**Source excerpt**

════════

November 1, 1861 (Friday)
For President Lincoln and his Cabinet, the day began at 9am. They met to discuss and debate General-in-Chief Winfield Scott’s request to be placed on the retired list. The Cabinet was unanimous that it should be accepted and General George B. McClellan should be given the position. Lincoln, however, was not convinced. He wasn’t just unsure of the young McClellan, but was leery on the idea of anyone being General-in-Chief.
Retaining McClellan as the head of only the Army of the Potomac, thought Lincoln, would allow him to focus on building up the army without having to worry much about the other theaters of war. What’s more, if Scott’s position was left vacant, there could be no one to meddle in McClellan’s affairs. It seemed like the best of both worlds.
The Cabinet, however, was pushing for McClellan. Attorney General Edward Bates tried to reason with Lincoln, telling him that the position of General-in-Chief was merely a lieutenant. The President was the true Commander-in-Chief and able to appoint any general to serve as Scott had. The obvious choice, of course, was McClellan.

════════

[Dataset entries]
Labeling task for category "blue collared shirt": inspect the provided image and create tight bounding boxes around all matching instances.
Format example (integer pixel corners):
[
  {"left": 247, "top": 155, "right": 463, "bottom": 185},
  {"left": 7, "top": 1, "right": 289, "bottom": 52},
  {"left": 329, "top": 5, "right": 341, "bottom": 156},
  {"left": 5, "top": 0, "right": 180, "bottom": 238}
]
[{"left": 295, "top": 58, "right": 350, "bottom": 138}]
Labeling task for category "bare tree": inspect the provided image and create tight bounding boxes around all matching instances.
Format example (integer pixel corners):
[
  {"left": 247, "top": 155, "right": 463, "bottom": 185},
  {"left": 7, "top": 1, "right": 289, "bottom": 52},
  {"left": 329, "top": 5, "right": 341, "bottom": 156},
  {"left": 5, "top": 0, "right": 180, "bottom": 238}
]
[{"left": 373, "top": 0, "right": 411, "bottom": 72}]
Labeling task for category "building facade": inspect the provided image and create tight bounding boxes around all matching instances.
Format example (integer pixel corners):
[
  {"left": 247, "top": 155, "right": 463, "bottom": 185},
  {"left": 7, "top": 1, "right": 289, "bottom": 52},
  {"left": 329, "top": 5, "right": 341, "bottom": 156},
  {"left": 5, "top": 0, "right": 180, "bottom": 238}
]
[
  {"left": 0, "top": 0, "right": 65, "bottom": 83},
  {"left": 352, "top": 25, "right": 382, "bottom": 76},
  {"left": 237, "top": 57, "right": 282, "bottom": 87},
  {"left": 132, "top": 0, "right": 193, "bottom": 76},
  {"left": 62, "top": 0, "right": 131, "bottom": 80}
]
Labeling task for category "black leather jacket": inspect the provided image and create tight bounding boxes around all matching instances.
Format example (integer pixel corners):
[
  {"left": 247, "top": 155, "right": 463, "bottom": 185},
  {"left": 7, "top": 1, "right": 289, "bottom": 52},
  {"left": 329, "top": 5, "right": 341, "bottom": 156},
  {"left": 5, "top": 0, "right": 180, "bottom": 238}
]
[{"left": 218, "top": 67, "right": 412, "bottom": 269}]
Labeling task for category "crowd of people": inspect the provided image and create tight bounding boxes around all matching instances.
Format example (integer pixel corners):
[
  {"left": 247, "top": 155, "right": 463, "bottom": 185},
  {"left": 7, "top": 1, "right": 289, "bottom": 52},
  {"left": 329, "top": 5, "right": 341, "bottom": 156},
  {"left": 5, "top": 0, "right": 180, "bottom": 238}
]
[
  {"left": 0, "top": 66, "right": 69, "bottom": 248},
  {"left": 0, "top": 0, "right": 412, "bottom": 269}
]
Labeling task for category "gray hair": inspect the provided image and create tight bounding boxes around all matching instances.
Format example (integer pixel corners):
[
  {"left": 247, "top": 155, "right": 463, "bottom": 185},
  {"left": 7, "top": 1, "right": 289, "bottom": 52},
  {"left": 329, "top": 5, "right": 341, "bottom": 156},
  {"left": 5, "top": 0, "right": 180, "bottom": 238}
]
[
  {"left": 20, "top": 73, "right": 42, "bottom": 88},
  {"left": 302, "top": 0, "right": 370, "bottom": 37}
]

════════

**Requirement A**
According to the November 1, 1861 entry, what position did Attorney General Edward Bates tell Lincoln was merely a lieutenant?
**Requirement B**
Reproduce everything in the November 1, 1861 entry from "Retaining McClellan as" down to "of both worlds.".

**Complete output A**
The position of General-in-Chief.

**Complete output B**
Retaining McClellan as the head of only the Army of the Potomac, thought Lincoln, would allow him to focus on building up the army without having to worry much about the other theaters of war. What’s more, if Scott’s position was left vacant, there could be no one to meddle in McClellan’s affairs. It seemed like the best of both worlds.